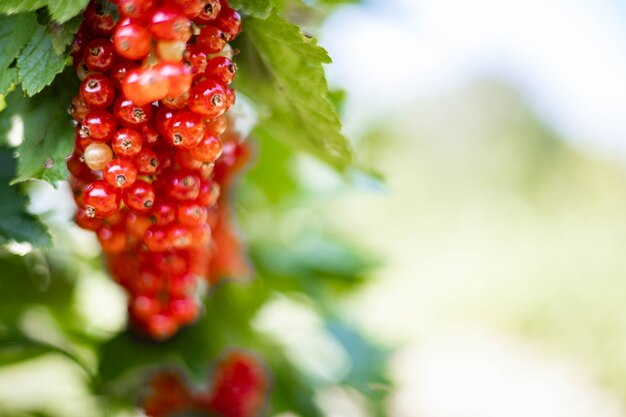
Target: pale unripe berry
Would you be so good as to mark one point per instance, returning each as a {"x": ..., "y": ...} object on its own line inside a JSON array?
[{"x": 97, "y": 155}]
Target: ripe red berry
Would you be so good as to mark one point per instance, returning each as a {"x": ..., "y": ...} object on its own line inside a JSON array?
[
  {"x": 145, "y": 85},
  {"x": 146, "y": 161},
  {"x": 139, "y": 196},
  {"x": 209, "y": 12},
  {"x": 156, "y": 239},
  {"x": 190, "y": 213},
  {"x": 180, "y": 236},
  {"x": 179, "y": 77},
  {"x": 85, "y": 222},
  {"x": 130, "y": 114},
  {"x": 182, "y": 186},
  {"x": 98, "y": 125},
  {"x": 134, "y": 8},
  {"x": 221, "y": 69},
  {"x": 185, "y": 129},
  {"x": 113, "y": 239},
  {"x": 100, "y": 199},
  {"x": 97, "y": 91},
  {"x": 163, "y": 212},
  {"x": 132, "y": 41},
  {"x": 229, "y": 21},
  {"x": 211, "y": 39},
  {"x": 127, "y": 142},
  {"x": 99, "y": 55},
  {"x": 167, "y": 24},
  {"x": 208, "y": 150},
  {"x": 208, "y": 98},
  {"x": 120, "y": 173}
]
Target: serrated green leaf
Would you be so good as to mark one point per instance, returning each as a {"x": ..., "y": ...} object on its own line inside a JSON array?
[
  {"x": 8, "y": 77},
  {"x": 15, "y": 32},
  {"x": 296, "y": 98},
  {"x": 256, "y": 8},
  {"x": 60, "y": 10},
  {"x": 15, "y": 223},
  {"x": 38, "y": 63},
  {"x": 48, "y": 131},
  {"x": 62, "y": 35}
]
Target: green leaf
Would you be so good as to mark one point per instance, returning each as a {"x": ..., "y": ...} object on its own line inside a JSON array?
[
  {"x": 286, "y": 79},
  {"x": 38, "y": 63},
  {"x": 8, "y": 77},
  {"x": 62, "y": 35},
  {"x": 15, "y": 32},
  {"x": 256, "y": 8},
  {"x": 60, "y": 10},
  {"x": 48, "y": 130},
  {"x": 15, "y": 223}
]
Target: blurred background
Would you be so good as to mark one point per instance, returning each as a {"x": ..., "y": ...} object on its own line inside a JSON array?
[
  {"x": 499, "y": 127},
  {"x": 499, "y": 235}
]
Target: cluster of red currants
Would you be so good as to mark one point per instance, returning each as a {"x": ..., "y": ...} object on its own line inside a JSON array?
[
  {"x": 150, "y": 123},
  {"x": 239, "y": 387}
]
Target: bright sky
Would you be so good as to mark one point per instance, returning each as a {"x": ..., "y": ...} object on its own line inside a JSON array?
[{"x": 566, "y": 57}]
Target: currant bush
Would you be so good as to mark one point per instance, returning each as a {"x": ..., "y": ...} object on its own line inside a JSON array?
[{"x": 152, "y": 162}]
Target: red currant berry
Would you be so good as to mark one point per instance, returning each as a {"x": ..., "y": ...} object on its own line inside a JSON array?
[
  {"x": 190, "y": 8},
  {"x": 209, "y": 193},
  {"x": 185, "y": 160},
  {"x": 145, "y": 85},
  {"x": 180, "y": 236},
  {"x": 208, "y": 150},
  {"x": 100, "y": 199},
  {"x": 156, "y": 239},
  {"x": 172, "y": 51},
  {"x": 137, "y": 224},
  {"x": 229, "y": 21},
  {"x": 78, "y": 109},
  {"x": 179, "y": 76},
  {"x": 176, "y": 103},
  {"x": 143, "y": 307},
  {"x": 97, "y": 21},
  {"x": 85, "y": 222},
  {"x": 221, "y": 69},
  {"x": 130, "y": 114},
  {"x": 146, "y": 161},
  {"x": 167, "y": 24},
  {"x": 127, "y": 142},
  {"x": 132, "y": 41},
  {"x": 211, "y": 39},
  {"x": 161, "y": 327},
  {"x": 97, "y": 91},
  {"x": 184, "y": 310},
  {"x": 120, "y": 173},
  {"x": 99, "y": 55},
  {"x": 139, "y": 196},
  {"x": 163, "y": 118},
  {"x": 98, "y": 125},
  {"x": 185, "y": 129},
  {"x": 97, "y": 155},
  {"x": 190, "y": 213},
  {"x": 201, "y": 235},
  {"x": 182, "y": 186},
  {"x": 113, "y": 239},
  {"x": 120, "y": 70},
  {"x": 209, "y": 12},
  {"x": 163, "y": 212},
  {"x": 134, "y": 8},
  {"x": 208, "y": 98},
  {"x": 149, "y": 134}
]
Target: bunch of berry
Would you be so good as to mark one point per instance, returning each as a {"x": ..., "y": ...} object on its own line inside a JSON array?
[
  {"x": 149, "y": 117},
  {"x": 239, "y": 387}
]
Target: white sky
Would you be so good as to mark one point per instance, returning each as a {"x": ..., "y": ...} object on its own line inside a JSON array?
[{"x": 566, "y": 57}]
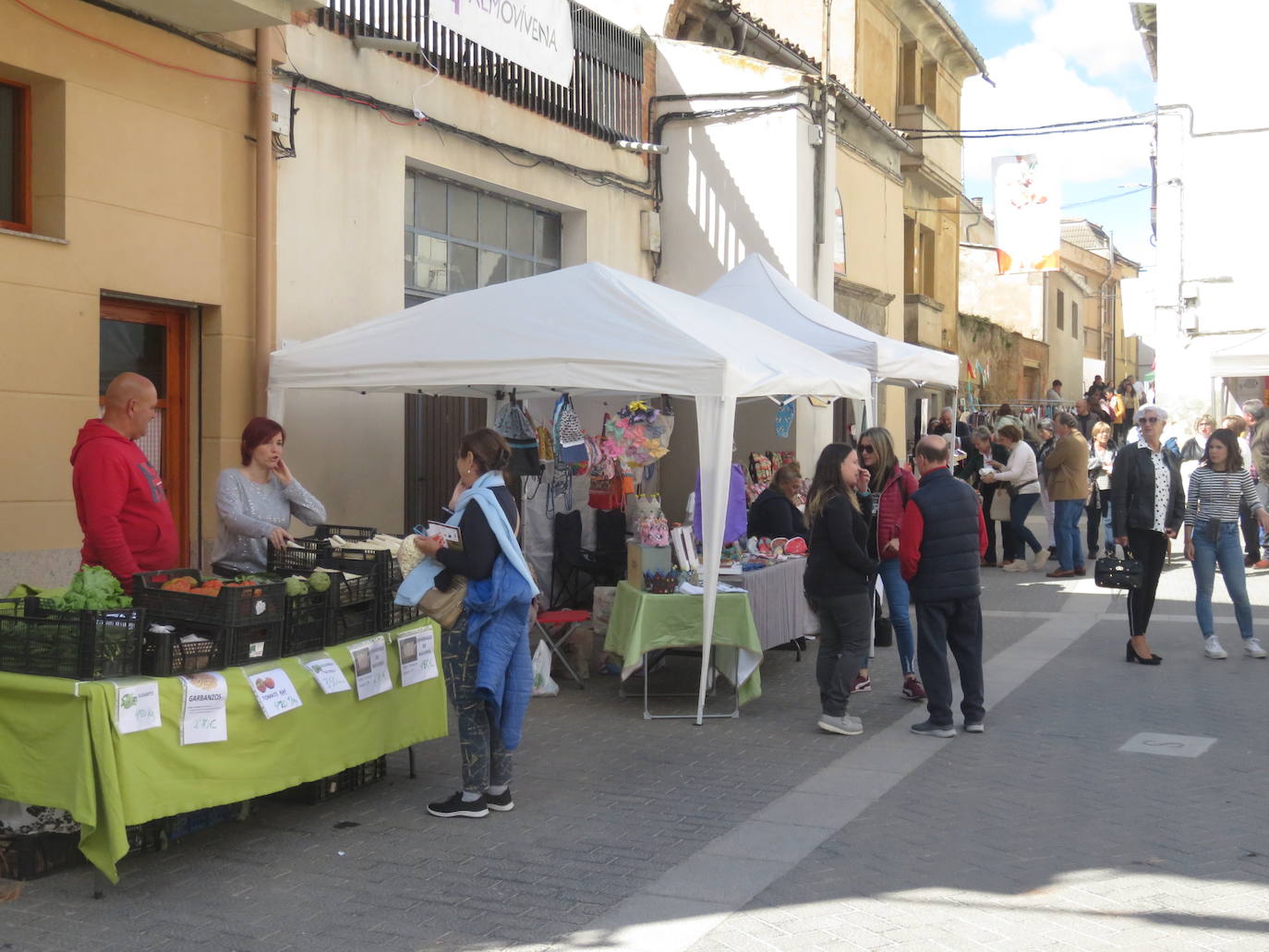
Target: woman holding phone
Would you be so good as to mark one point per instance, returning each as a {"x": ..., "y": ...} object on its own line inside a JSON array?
[{"x": 257, "y": 501}]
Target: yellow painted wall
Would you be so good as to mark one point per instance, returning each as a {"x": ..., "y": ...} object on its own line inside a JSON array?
[
  {"x": 877, "y": 57},
  {"x": 340, "y": 231},
  {"x": 143, "y": 176}
]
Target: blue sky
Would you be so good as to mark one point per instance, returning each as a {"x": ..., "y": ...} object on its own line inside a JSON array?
[{"x": 1061, "y": 61}]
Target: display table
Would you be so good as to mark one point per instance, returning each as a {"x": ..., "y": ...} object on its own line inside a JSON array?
[
  {"x": 642, "y": 622},
  {"x": 776, "y": 596},
  {"x": 58, "y": 745}
]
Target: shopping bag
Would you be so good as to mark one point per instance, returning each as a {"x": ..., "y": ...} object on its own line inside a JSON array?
[{"x": 543, "y": 684}]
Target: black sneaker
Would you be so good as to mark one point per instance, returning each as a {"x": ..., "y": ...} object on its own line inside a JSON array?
[
  {"x": 457, "y": 806},
  {"x": 501, "y": 801}
]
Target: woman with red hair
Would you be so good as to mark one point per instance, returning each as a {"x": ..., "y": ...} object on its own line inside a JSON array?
[{"x": 257, "y": 501}]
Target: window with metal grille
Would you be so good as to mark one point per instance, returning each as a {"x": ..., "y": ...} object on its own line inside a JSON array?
[
  {"x": 458, "y": 237},
  {"x": 14, "y": 156}
]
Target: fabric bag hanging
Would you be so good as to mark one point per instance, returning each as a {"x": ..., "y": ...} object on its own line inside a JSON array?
[
  {"x": 515, "y": 427},
  {"x": 569, "y": 440}
]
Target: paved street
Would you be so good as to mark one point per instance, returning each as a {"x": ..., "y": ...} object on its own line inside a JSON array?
[{"x": 763, "y": 833}]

##########

**Given instruction**
Could you extract every line above word for word, leaving out the pictures?

**Task answer**
Target: pale unripe berry
Would you be so good as to mark one point per instance, returning each as a {"x": ..., "y": ...} object on its own line inside a JSON array?
[{"x": 97, "y": 155}]
Target: ripe red berry
Would you be so good as to mark one point per instance, returning each as a {"x": ..., "y": ...} object on its own line inside a JSON array?
[
  {"x": 145, "y": 85},
  {"x": 146, "y": 161},
  {"x": 139, "y": 196},
  {"x": 209, "y": 12},
  {"x": 156, "y": 239},
  {"x": 190, "y": 213},
  {"x": 180, "y": 236},
  {"x": 179, "y": 77},
  {"x": 85, "y": 222},
  {"x": 130, "y": 114},
  {"x": 182, "y": 186},
  {"x": 98, "y": 125},
  {"x": 134, "y": 8},
  {"x": 221, "y": 69},
  {"x": 185, "y": 129},
  {"x": 113, "y": 239},
  {"x": 100, "y": 199},
  {"x": 97, "y": 91},
  {"x": 163, "y": 212},
  {"x": 132, "y": 41},
  {"x": 229, "y": 21},
  {"x": 211, "y": 39},
  {"x": 127, "y": 142},
  {"x": 99, "y": 55},
  {"x": 167, "y": 24},
  {"x": 208, "y": 150},
  {"x": 208, "y": 98},
  {"x": 120, "y": 173}
]
Target: serrated green leaf
Would you be so good as to mark one point per instance, returning each as a {"x": ..., "y": ...} object on its own line inside a JSON array?
[
  {"x": 8, "y": 77},
  {"x": 15, "y": 32},
  {"x": 296, "y": 98},
  {"x": 256, "y": 8},
  {"x": 60, "y": 10},
  {"x": 15, "y": 223},
  {"x": 38, "y": 63},
  {"x": 48, "y": 131},
  {"x": 62, "y": 35}
]
Target: green leaf
Would you be so good as to mark one point per instance, returning each as a {"x": ..., "y": ...} object on its own line inside a JSON array?
[
  {"x": 286, "y": 79},
  {"x": 38, "y": 63},
  {"x": 8, "y": 77},
  {"x": 62, "y": 35},
  {"x": 15, "y": 32},
  {"x": 256, "y": 8},
  {"x": 60, "y": 10},
  {"x": 48, "y": 130},
  {"x": 15, "y": 223}
]
Target: blurred background
Would you be so good as to mark one point per instance, returning each as a {"x": ..., "y": ...} object on its own line inside a JSON array?
[
  {"x": 499, "y": 127},
  {"x": 499, "y": 235}
]
Target: cluster of red currants
Would you be so good as to mark one point per instance, returning each as a {"x": ..., "y": ...} object on its own line inside a JSON array?
[
  {"x": 150, "y": 123},
  {"x": 239, "y": 387}
]
Target: bright sky
Would you be so good as to mark one point per instance, returning each as a {"x": ..., "y": ...} object on its own line inside a JSON array?
[{"x": 566, "y": 57}]
Target: currant bush
Would you be so good as to mark one point per instance, returning each as a {"x": ..., "y": ...} object on its own line inside a JSON array?
[{"x": 152, "y": 162}]
Target: red currant berry
Would you be so good as to mark one point per instance, returning each as a {"x": ..., "y": ...} object on its own line inside a JSON array?
[
  {"x": 190, "y": 8},
  {"x": 209, "y": 193},
  {"x": 185, "y": 160},
  {"x": 145, "y": 85},
  {"x": 180, "y": 236},
  {"x": 208, "y": 150},
  {"x": 100, "y": 199},
  {"x": 156, "y": 239},
  {"x": 172, "y": 51},
  {"x": 137, "y": 224},
  {"x": 229, "y": 21},
  {"x": 78, "y": 109},
  {"x": 179, "y": 76},
  {"x": 176, "y": 103},
  {"x": 143, "y": 307},
  {"x": 97, "y": 21},
  {"x": 85, "y": 222},
  {"x": 221, "y": 69},
  {"x": 130, "y": 114},
  {"x": 146, "y": 161},
  {"x": 167, "y": 24},
  {"x": 127, "y": 142},
  {"x": 132, "y": 41},
  {"x": 211, "y": 39},
  {"x": 161, "y": 327},
  {"x": 97, "y": 91},
  {"x": 184, "y": 310},
  {"x": 120, "y": 173},
  {"x": 99, "y": 55},
  {"x": 139, "y": 196},
  {"x": 163, "y": 118},
  {"x": 98, "y": 125},
  {"x": 185, "y": 129},
  {"x": 97, "y": 155},
  {"x": 190, "y": 213},
  {"x": 201, "y": 235},
  {"x": 182, "y": 186},
  {"x": 113, "y": 239},
  {"x": 120, "y": 70},
  {"x": 209, "y": 12},
  {"x": 163, "y": 212},
  {"x": 134, "y": 8},
  {"x": 208, "y": 98},
  {"x": 149, "y": 134}
]
Target: bunch of berry
Would you be so good as to mark one point per instance, returning each as a {"x": ..., "y": ...} object on its own line inside a JSON array?
[
  {"x": 149, "y": 117},
  {"x": 239, "y": 387}
]
Target: white sky
Would you be so good as to mark one point per instance, returning each as a {"x": ..., "y": ...} object on its own line inside a JSON array?
[{"x": 566, "y": 57}]
Target: woman holding phone
Would you be so good as to mark one point per instance, returning each as a {"x": ..., "y": ...} object on its own line inside a JSON array?
[{"x": 257, "y": 501}]
Target: yellow painted wall
Would you be so good as to mark one point per instance, returning each as a {"x": ..., "y": ...} object on its own line inside a JSON array?
[
  {"x": 877, "y": 57},
  {"x": 340, "y": 231},
  {"x": 143, "y": 176}
]
Target: blue sky
Would you be so good as to mark one point per instance, returning each as a {"x": ..., "y": ...} object on its own line inside a JSON array?
[{"x": 1061, "y": 61}]
Target: display table
Would you be so good as to mark one point per instance, returning each as a {"x": ..., "y": ...} object on its own line inside a JSON array?
[
  {"x": 642, "y": 622},
  {"x": 776, "y": 596},
  {"x": 58, "y": 745}
]
Target: shopping bag
Would you be so good as to mark one point per instance, returning each as a {"x": ..., "y": ...} object on its own line inside a JSON array?
[{"x": 543, "y": 684}]
Target: black sneaker
Would you be so good as to mark one point per instance, returning each as a {"x": ..., "y": ...} object on its own line inside a JSON array?
[
  {"x": 457, "y": 806},
  {"x": 501, "y": 801}
]
Target: woman with red hair
Would you be so good as to mark one point per instance, returning each as a {"x": ..., "y": ...} object on its own line inside a JSON array?
[{"x": 257, "y": 501}]
Target: window with metal grille
Would you be so good as to mark one point per instance, returning each as a {"x": ..., "y": ...} object on its own line inside a JSON array?
[
  {"x": 458, "y": 237},
  {"x": 14, "y": 156}
]
Target: fabric bag hanging
Would you be so good as to mark one point per instance, returning each as a {"x": ..., "y": ...} object on its own line inside a JSON array?
[
  {"x": 515, "y": 427},
  {"x": 569, "y": 440}
]
Target: paved street
Would you be so good as to mark one point per instance, returning each as a {"x": ..., "y": ...} object on its own line inside a JSON array?
[{"x": 763, "y": 833}]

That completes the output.